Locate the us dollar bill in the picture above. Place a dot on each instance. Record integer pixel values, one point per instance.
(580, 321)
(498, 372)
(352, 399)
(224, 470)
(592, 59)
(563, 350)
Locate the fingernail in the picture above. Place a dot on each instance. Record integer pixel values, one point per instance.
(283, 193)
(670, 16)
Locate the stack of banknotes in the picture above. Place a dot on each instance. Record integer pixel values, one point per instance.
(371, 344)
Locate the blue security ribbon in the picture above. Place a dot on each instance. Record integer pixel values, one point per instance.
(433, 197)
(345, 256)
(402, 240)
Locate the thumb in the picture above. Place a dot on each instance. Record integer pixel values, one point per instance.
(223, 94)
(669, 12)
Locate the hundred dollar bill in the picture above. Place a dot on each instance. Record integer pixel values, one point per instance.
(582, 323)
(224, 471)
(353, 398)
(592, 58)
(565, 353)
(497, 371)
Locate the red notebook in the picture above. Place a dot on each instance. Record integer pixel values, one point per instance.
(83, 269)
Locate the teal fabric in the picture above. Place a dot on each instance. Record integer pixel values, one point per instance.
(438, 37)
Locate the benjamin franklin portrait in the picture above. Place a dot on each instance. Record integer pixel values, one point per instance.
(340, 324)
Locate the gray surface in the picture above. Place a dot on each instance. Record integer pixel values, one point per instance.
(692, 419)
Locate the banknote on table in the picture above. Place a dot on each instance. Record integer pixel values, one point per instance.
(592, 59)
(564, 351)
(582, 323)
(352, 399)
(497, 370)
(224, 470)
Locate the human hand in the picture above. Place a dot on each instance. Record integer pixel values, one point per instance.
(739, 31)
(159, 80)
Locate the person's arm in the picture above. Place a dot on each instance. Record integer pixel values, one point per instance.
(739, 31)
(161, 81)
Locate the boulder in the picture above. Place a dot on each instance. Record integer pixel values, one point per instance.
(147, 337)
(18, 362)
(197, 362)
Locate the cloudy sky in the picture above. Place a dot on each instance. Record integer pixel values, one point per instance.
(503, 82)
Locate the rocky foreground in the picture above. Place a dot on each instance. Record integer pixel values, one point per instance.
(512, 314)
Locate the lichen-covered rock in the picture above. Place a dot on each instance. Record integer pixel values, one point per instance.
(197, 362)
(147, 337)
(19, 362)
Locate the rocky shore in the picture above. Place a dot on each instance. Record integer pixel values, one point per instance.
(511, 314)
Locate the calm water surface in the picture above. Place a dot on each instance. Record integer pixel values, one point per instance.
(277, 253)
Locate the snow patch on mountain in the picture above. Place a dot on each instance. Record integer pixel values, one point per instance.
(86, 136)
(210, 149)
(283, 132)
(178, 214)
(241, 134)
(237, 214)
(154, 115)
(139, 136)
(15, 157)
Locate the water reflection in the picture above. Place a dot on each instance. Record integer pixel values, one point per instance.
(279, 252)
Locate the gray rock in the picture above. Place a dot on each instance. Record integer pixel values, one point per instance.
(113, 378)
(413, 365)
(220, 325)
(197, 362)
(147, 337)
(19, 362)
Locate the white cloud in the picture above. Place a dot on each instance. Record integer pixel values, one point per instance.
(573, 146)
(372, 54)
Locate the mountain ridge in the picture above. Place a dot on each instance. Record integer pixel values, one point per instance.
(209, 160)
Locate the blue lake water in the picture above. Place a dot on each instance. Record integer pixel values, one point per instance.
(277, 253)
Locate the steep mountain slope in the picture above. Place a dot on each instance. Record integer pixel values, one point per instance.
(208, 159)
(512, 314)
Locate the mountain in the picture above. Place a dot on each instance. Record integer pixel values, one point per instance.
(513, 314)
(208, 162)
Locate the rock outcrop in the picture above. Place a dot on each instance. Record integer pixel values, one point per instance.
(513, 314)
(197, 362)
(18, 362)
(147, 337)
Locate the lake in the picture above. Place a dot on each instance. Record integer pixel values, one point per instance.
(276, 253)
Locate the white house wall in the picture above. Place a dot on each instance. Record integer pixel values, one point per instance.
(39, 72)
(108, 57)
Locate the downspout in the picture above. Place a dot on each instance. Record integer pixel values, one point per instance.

*Task goal*.
Turn every line of the items above into a numbered list, leaving out any blank lines.

*Solution to this task*.
1. Locate the us dollar bill in the picture above. Place a dot on each instance. Record integer pixel values, one point per instance.
2. (580, 321)
3. (498, 372)
4. (352, 399)
5. (224, 470)
6. (592, 59)
7. (563, 350)
8. Locate the fingernail in the picture above. Place a dot on each instance. Record integer pixel values, one point per instance.
9. (283, 193)
10. (670, 16)
11. Locate the stack of banknotes in the picture above. Place a dot on each instance. Record integer pixel values, one point per instance.
12. (371, 344)
13. Locate the blue security ribbon in the picture above. Place a dot on each instance. Record integer pixel values, one point per instance.
14. (433, 197)
15. (345, 256)
16. (402, 240)
17. Locate the thumb in the picture above. Place a dot on each instance. Record integer pixel values, one point per instance.
18. (223, 94)
19. (669, 12)
20. Locate the hundred dollar bill in the picture above. Place a dot on each instance. Record integer pixel values, one point per instance.
21. (582, 323)
22. (224, 471)
23. (353, 398)
24. (592, 58)
25. (565, 353)
26. (497, 371)
27. Locate the red notebook in the picture above. Place a dot on each instance. Record integer pixel values, one point per instance.
28. (83, 269)
29. Locate the teal fabric in the picture above. Place a dot on each instance. Record integer pixel values, one point per instance.
30. (438, 37)
31. Locate the benjamin franklin portrait in the picture above. Place a dot on each instance. Record integer pixel values, one point per instance.
32. (340, 324)
33. Locate the gray surface in the picture above. Place a dot on each instance. Record integer pixel values, one point per instance.
34. (692, 419)
35. Locate the banknote on table in the picture above. Place a dot on each instance. Record integer pixel values, one point per instance.
36. (592, 59)
37. (564, 351)
38. (582, 323)
39. (352, 399)
40. (497, 370)
41. (224, 470)
42. Locate the human hand in the picture above. Place a dot on each instance. Record integer pixel values, one point per instance.
43. (739, 31)
44. (159, 80)
45. Locate the person's arm in the picture above. Place a dot on each instance. Record integer pixel values, one point per instance.
46. (739, 31)
47. (161, 81)
48. Locate the boulder in the picture above. Place a dot on each instance. Record integer pixel values, one point per instance.
49. (147, 337)
50. (18, 362)
51. (197, 362)
52. Locate the cloudy sky in the picture above. Place a dot on each instance. Record integer pixel values, one point per instance.
53. (503, 82)
54. Locate the rocky foreground in the picture above. Place a dot on each instance. Record integer pixel values, one point per instance.
55. (512, 314)
56. Locate the lichen-covered rock in the picture above. Place a dot on each instance. Record integer pixel values, one point per instance.
57. (197, 362)
58. (147, 337)
59. (19, 362)
60. Locate the rocky shore in the picture above. Place a dot on each instance. Record integer pixel values, one point per instance.
61. (511, 314)
62. Locate the calm water surface in the picture above. Place a dot on each instance. Record integer pixel values, one point per instance.
63. (277, 253)
64. Locate the snow patch on mountain in the picture above. Place a dot on each instance. Record integer pixel values, one point per instance.
65. (86, 136)
66. (210, 149)
67. (283, 132)
68. (178, 214)
69. (241, 134)
70. (237, 214)
71. (154, 115)
72. (139, 136)
73. (15, 157)
74. Locate the water reflection in the picture above. Place a dot on each instance. Record integer pixel values, one point per instance.
75. (279, 252)
76. Locate the gray rock in the picture above. Place a dot on each instance. Record integer pixel values, one point per instance.
77. (113, 378)
78. (413, 365)
79. (220, 325)
80. (197, 362)
81. (147, 337)
82. (19, 362)
83. Locate the white cloud in the picture above. Place a dot on each instance. Record integer pixel values, one point per instance.
84. (573, 146)
85. (372, 54)
86. Locate the mountain ridge in the picture above. Place a dot on each instance. Record integer pixel values, one point per instance.
87. (209, 160)
88. Locate the blue lake water in the picture above. Place a dot on each instance. Record integer pixel values, one point per instance.
89. (277, 253)
90. Locate the steep mountain slope in the picture above. Place a dot on each instance. Record integer pixel values, one point per instance.
91. (208, 159)
92. (512, 314)
93. Locate the mountain in the picture above. Place a dot on each instance. Record integer pixel values, one point per instance.
94. (513, 314)
95. (208, 162)
96. Locate the rock outcrop in the picture above. Place a dot on each instance. Record integer pixel values, one point per instance.
97. (513, 314)
98. (197, 362)
99. (18, 362)
100. (147, 337)
101. Locate the lake in the picture above. Place a dot on each instance. Record integer pixel values, one point per instance.
102. (276, 253)
103. Locate the white house wall in the picture above. Place a dot on each instance. Record integer pixel values, one point per instance.
104. (39, 72)
105. (108, 57)
106. Locate the downspout in the picture above. Place a dot on each instance. Record integer pixel values, one point per instance.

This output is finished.